GIVEN TASK 1 =>
Please transcribe the listing below, from the line containing "of the stack" through the end of the listing, without any changes.
********
A copy of the Company’s press release is an exhibit to this Current Report on Form 8-K and is not being filed for purposes of Section 18 of the Securities Exchange Act of 1934, as amended. The information in this Current Report on Form 8-K, including the exhibit, shall not be deemed to be incorporated by reference into any filing of the Company, whether made before or after the date hereof, regardless of any general incorporation language in such filing.


SIGNATURES

Pursuant to the requirements of the Securities Exchange Act of 1934, the registrant has duly caused this report to be signed on its behalf by the undersigned hereunto duly authorized.

KIMCO REALTY CORPORATION

 

 

 

By:

/s/ Michael V. Pappagallo

Name:

Michael V. Pappagallo

Title:

Executive Vice President

and Chief Financial Officer

Dated:

February 6, 2008


EXHIBIT INDEX

Exhibit No.

 

Description

 

99.1

Press Release, dated February 6, 2008 issued by Kimco Realty Corporation

EX-99.1 2 a5602639ex991.htm EXHIBIT 99.1

Exhibit 99.1

Kimco Realty Corporation Announces 17.2 Percent Increase in FFO Per Share for Full Year 2007

NEW HYDE PARK, N.Y.--(BUSINESS WIRE)--Kimco Realty Corporation (NYSE: KIM) reported results for the quarter and year ending December 31, 2007.

Net income available to common shareholders was $72.1 million for the fourth quarter of 2007 or $0.28 per diluted share compared to $129.0 million or $0.51 per diluted share for the fourth quarter of 2006. The change in net income from the fourth quarter of 2006 is primarily related to lower gains associated with the sale or transfer of operating properties in the fourth quarter of 2007 as compared to 2006 as well as an increase in depreciation expense due to net acquisition activity. For the full year 2007, net income available to common shareholders was $423.2 million or $1.65 per diluted share compared to $416.6 million or $1.70 per diluted share for the full year 2006.

Funds from operations (FFO), a widely accepted supplemental measure of REIT performance, was $136.2 million for the fourth quarter 2007 compared to $147.8 million in the same period a year ago. FFO per diluted share was $0.53 for the fourth quarter of 2007 compared to $0.58 in the fourth quarter of 2006. Strong property operating results in the fourth quarter of 2007 were primarily offset by lower promoted income and other transactional activity. For the full year 2007, FFO increased by 23.1 percent to $669.8 million from $544.3 million in 2006 and FFO per diluted share grew 17.2 percent to $2.59 from $2.21 in 2006. A reconciliation of net income to FFO is provided in the attached tables.

Highlights for the fourth quarter 2007:

  • Achieved growth in same-store net operating income for the quarter of 4.1 percent;
  • Posted year-end occupancy of 96.3 percent in the shopping center portfolio at the end of 2007, a 60 basis point increase from the same period a year ago and a record high for the company;
  • Recognized $5.2 million of promoted income upon the sale of four assets from Kimco Retail Opportunity Portfolio (KROP) during the quarter;
  • Recognized $9.1 million, net of tax, from its investment in Albertson’s; and
  • Established a new U.S. $1.5 billion, 4 year revolving credit facility, maturing October 2011, at an interest rate reduction of 7.5 basis points, replacing the company’s previous $850 million revolving credit facility.
********
GIVEN TASK 2 =>
Copy word for word the stretch of the Kimco Realty filing above from "Kimco Realty Corporation Announces" through "December 31, 2007.".
********
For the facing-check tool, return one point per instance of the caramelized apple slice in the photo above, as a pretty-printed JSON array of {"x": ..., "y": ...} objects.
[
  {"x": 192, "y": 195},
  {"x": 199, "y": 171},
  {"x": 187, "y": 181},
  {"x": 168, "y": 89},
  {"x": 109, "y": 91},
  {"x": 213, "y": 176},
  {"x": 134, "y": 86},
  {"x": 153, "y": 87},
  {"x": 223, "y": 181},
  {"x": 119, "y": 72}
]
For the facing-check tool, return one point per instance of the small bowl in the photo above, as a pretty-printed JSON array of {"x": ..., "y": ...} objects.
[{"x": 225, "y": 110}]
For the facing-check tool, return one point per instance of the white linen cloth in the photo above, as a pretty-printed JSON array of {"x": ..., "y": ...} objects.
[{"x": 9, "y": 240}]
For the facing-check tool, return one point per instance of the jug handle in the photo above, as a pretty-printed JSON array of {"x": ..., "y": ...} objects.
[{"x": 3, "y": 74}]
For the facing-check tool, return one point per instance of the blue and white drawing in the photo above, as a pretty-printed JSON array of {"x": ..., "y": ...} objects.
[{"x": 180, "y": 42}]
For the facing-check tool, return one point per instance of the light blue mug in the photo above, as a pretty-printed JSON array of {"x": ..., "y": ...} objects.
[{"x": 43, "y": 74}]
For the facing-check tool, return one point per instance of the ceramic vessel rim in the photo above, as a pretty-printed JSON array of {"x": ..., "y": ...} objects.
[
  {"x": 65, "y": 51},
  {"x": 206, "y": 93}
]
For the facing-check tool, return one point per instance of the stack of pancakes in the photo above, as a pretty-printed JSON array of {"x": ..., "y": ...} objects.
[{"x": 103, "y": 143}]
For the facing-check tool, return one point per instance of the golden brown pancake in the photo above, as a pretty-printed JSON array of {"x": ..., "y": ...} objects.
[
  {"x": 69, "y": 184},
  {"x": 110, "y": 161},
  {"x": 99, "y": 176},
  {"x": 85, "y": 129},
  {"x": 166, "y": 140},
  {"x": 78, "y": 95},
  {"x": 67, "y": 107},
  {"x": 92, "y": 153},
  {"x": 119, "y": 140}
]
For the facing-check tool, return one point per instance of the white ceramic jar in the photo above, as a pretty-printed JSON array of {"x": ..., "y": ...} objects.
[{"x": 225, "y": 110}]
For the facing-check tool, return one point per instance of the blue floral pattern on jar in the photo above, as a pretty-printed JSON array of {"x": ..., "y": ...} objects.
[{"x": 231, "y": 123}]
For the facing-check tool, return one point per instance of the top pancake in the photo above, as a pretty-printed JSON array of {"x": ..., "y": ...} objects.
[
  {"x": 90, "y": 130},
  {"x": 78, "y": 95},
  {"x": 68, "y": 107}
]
********
FINISHED ANSWER 1 =>
For the facing-check tool, return one point per instance of the stack of pancakes in the photo above, as a pretty-printed JSON array of {"x": ..., "y": ...} objects.
[{"x": 103, "y": 143}]
For the facing-check tool, return one point per instance of the golden brown pancake in the photo above, as a pretty-printed JSON array of {"x": ..., "y": ...} objects.
[
  {"x": 69, "y": 184},
  {"x": 110, "y": 161},
  {"x": 99, "y": 176},
  {"x": 85, "y": 129},
  {"x": 166, "y": 140},
  {"x": 78, "y": 95},
  {"x": 67, "y": 107},
  {"x": 92, "y": 153},
  {"x": 119, "y": 140}
]
For the facing-check tool, return one point per instance of the white ceramic jar in the photo above, as a pretty-printed JSON array of {"x": ..., "y": ...} objects.
[{"x": 225, "y": 110}]
For the facing-check tool, return one point per instance of the blue floral pattern on jar in the photo above, as a pretty-printed JSON array of {"x": ..., "y": ...} objects.
[{"x": 231, "y": 123}]
For the facing-check tool, return one point per instance of the top pancake in the photo above, as a pretty-printed JSON array of {"x": ..., "y": ...} objects.
[
  {"x": 90, "y": 130},
  {"x": 78, "y": 95},
  {"x": 68, "y": 107}
]

FINISHED ANSWER 2 =>
Kimco Realty Corporation Announces 17.2 Percent Increase in FFO Per Share for Full Year 2007

NEW HYDE PARK, N.Y.--(BUSINESS WIRE)--Kimco Realty Corporation (NYSE: KIM) reported results for the quarter and year ending December 31, 2007.